[Exercise data]
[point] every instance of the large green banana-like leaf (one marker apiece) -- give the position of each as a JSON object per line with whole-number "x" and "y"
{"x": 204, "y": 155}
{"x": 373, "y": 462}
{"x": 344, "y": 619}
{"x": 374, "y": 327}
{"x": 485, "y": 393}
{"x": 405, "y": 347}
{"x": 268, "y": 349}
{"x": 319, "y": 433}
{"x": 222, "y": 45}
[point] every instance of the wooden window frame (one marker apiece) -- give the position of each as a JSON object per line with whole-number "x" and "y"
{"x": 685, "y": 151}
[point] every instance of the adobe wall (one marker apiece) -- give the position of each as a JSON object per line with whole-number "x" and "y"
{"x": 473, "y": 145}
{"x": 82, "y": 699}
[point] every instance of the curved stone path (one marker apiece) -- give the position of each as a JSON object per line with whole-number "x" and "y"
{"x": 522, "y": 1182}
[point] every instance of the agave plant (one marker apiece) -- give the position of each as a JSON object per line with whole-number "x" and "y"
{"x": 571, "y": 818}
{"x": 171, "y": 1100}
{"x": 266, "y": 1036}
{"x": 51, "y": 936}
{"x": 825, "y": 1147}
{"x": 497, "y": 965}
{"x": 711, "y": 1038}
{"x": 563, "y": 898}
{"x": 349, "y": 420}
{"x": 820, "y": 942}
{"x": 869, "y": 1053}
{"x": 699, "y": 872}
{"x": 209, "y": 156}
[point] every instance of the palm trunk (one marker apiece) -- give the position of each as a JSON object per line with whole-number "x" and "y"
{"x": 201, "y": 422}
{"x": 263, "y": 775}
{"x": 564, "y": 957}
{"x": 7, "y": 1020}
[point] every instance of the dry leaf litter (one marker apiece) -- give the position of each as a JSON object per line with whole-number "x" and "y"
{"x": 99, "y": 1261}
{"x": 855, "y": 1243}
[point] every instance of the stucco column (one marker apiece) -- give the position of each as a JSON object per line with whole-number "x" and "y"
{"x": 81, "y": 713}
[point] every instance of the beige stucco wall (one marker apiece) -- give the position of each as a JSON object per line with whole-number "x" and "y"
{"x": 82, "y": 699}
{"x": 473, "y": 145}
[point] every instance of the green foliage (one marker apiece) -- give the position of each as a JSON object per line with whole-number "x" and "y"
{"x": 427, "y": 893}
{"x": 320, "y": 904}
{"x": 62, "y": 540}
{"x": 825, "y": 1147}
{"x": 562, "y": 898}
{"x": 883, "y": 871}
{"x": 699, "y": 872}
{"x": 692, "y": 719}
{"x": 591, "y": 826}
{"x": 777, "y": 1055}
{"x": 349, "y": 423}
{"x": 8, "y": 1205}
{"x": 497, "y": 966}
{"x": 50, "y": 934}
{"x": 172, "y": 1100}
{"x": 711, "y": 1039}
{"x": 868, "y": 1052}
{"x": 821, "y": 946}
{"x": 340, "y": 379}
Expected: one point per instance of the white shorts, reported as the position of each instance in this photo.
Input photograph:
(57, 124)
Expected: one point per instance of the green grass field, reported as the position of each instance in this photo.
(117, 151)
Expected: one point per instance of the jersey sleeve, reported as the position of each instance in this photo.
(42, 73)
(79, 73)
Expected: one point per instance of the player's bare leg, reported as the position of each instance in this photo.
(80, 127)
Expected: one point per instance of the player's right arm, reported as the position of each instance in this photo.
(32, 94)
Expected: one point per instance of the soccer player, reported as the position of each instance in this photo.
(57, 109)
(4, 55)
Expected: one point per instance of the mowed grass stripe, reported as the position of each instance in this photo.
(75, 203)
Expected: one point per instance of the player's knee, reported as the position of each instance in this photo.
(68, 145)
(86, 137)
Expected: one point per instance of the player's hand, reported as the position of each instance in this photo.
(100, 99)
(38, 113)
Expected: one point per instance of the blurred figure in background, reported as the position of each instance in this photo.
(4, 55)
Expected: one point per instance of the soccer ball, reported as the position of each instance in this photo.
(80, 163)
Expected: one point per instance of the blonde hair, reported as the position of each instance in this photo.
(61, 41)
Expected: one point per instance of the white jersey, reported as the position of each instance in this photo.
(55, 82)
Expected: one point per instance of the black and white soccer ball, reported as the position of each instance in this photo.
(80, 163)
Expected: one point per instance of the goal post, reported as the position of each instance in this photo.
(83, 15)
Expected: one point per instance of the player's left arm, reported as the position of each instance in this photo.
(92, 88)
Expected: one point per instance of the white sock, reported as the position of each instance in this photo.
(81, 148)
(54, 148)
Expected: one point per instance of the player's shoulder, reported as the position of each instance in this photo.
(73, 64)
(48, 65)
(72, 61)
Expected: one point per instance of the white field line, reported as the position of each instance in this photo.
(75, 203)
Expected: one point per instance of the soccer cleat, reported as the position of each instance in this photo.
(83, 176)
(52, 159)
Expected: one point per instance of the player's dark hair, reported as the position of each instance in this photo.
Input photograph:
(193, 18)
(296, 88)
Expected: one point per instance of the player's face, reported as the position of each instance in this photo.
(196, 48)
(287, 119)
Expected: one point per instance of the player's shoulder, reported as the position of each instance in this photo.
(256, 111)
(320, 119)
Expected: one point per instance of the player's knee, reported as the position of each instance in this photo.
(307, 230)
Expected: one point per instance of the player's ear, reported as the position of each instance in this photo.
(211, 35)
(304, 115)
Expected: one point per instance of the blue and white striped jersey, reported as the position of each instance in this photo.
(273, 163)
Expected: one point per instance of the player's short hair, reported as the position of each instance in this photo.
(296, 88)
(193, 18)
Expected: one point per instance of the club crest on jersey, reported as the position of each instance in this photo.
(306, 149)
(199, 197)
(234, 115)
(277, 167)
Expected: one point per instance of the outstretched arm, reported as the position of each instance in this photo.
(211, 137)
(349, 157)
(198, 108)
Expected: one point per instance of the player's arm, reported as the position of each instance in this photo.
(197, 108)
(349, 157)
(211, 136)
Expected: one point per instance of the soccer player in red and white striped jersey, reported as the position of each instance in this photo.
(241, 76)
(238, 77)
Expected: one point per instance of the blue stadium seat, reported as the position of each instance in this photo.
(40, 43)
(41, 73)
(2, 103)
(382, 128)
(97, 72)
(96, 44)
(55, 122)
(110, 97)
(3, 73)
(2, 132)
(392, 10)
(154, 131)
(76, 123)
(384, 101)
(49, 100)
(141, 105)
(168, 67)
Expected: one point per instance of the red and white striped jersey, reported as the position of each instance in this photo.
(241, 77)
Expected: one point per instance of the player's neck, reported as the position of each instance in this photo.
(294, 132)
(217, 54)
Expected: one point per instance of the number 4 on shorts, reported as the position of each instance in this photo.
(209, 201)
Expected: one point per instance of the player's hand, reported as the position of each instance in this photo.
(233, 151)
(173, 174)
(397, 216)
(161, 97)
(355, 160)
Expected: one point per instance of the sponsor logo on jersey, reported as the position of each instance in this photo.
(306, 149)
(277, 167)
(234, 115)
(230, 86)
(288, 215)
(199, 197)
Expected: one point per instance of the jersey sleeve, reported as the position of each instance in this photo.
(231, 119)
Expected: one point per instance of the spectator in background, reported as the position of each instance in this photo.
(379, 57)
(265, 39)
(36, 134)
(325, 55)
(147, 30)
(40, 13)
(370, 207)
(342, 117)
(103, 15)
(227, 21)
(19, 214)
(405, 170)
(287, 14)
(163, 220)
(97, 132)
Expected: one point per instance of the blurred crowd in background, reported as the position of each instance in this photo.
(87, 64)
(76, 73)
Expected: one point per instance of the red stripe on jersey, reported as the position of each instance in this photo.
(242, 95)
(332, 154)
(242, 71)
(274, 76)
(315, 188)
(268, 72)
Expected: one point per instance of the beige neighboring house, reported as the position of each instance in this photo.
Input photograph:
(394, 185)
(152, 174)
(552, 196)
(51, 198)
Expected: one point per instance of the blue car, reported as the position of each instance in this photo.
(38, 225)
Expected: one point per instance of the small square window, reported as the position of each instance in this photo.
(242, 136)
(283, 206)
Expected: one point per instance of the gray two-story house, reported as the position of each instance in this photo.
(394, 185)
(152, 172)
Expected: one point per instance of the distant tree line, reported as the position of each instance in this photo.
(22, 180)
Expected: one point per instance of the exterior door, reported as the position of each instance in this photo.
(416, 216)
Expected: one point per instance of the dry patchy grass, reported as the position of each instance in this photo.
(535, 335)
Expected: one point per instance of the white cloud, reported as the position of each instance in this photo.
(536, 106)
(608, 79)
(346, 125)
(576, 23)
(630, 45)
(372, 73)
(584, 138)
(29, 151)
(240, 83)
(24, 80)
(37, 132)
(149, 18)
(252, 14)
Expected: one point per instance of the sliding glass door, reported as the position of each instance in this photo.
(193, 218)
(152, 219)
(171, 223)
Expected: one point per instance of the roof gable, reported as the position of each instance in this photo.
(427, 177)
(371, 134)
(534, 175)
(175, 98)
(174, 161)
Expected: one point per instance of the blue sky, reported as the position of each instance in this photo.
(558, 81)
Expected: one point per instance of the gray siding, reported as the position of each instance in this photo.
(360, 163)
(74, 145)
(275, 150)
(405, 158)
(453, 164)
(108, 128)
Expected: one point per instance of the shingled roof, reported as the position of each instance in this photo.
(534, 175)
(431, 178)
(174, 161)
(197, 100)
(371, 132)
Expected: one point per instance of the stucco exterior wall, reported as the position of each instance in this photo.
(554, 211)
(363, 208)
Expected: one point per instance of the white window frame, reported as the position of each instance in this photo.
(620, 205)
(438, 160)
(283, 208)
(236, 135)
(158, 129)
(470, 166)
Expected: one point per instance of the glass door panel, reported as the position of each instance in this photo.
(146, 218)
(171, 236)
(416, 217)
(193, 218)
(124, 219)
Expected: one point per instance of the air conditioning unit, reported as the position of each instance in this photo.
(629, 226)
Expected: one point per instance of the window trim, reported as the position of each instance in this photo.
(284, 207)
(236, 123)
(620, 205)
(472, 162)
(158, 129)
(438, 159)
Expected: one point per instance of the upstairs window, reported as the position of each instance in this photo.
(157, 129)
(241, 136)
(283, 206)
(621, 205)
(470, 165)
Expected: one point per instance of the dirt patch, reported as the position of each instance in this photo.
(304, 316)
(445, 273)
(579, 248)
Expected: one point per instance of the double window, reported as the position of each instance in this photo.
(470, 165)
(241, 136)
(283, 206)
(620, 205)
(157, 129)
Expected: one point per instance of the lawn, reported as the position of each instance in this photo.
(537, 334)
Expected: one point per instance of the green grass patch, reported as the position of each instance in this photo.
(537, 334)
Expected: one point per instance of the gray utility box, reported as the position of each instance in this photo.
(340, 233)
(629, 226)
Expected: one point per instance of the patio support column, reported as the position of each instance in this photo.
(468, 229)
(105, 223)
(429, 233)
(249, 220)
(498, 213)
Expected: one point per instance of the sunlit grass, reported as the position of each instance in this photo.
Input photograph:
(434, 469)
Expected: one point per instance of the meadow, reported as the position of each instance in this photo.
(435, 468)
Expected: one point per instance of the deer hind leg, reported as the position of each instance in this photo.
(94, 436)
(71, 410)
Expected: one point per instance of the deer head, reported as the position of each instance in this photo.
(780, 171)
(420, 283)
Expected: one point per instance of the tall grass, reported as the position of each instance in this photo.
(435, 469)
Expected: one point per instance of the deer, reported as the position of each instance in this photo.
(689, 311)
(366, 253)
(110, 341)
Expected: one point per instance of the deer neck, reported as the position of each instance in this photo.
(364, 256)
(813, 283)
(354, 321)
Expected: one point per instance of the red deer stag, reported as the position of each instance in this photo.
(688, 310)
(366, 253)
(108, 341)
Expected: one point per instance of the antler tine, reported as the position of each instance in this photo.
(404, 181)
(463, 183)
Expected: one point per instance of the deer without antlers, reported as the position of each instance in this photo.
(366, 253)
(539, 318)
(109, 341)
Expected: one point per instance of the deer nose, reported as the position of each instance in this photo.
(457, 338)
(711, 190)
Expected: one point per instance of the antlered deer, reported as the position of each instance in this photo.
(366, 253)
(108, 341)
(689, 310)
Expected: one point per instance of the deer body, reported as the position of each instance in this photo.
[/Exercise data]
Exercise goal → All lines from the one with "Expected: one point per instance of the deer nose, reported" to the end of the entries above are to be written out exactly, the first and last included.

Reply to the exercise →
Expected: one point per instance of the deer nose, reported as the position of each instance in this photo.
(457, 338)
(711, 190)
Expected: one point per instance of the antlered deer, reported as the position of each instance in this photo.
(366, 253)
(108, 341)
(689, 310)
Expected: one point per instance of the deer body, reported as the position of each instance in this photo.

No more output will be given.